Höchstens so: Die gesamte Baumscheibe wird unter Hoch´druck in klarem Kunstharz eingeschlossen. Kein Feuchtigkeitsaustausch mehr, also auch keine Rißbildung. Oder man bewahrt sie immer im Wasserdampf auf. Na, ja ...

Viele Grüße, Christof

Franz Kessler
Beiträge: 2298
Registriert: Mi 27. Nov 2019, 21:09

Re: Trocknen einer Baumscheibe/Paraffin

Beitrag von Franz Kessler »

**AUFGABEN**
1. Worin wird die Baumscheibe laut dem Forumsbeitrag zum Trocknen einer Baumscheibe unter Hochdruck eingeschlossen?
2. Führen Sie den Forumsbeitrag zum Trocknen einer Baumscheibe ab der Stelle fort, an der er endet.

**DATENTEIL**
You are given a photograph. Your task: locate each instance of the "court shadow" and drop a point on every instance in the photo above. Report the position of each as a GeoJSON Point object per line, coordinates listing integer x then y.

**ANTWORTEN JE AUFGABE**
1. In klarem Kunstharz.

2.
also ich kenne auch nur die eine brauchbare Lösung, die Scheibe schräg zur Stammachse zu schneiden wobei der Winkel schon recht groß sein muss. Ich habe z.B. einige Rehgehörne die auf so geschnittenen Scheiben befestigt sind. Jeder der schon mal Holz im Wald geschlagen weis wie schnell es geht bis z.B. ein frisch gefällte Buche mit einem kurzen knackigen Geräusch anzeigt, das der erste Riss entstanden ist. Vor kurzem erklärte ich noch meinem Sohn er solle beim spalten mit dem Spalthammer immer diesen Riss versuchen zu treffen da an dieser Stelle es am einfachsten geht. Ich will damit sagen Eile ist geboten wenn man beim Schrägschneiten eine rissfreie Scheibe erhalten will.

Gruß Franz

Ralf
Beiträge: 302
Registriert: Sa 24. Okt 2020, 20:23

Re: Trocknen einer Baumscheibe Schwindmaße

Beitrag von Ralf »

[In Antwort auf #97281]
Die Rechnung ist sicher richtig, aber unvollständig, denn:

1. Auch der Kern schwindet durch das Trocknen!
2. Holz ist, wenn auch quer zur Faser nur wenig, dehnbar!
3. Holz ist, wenn auch begrenzt, komprimierbar!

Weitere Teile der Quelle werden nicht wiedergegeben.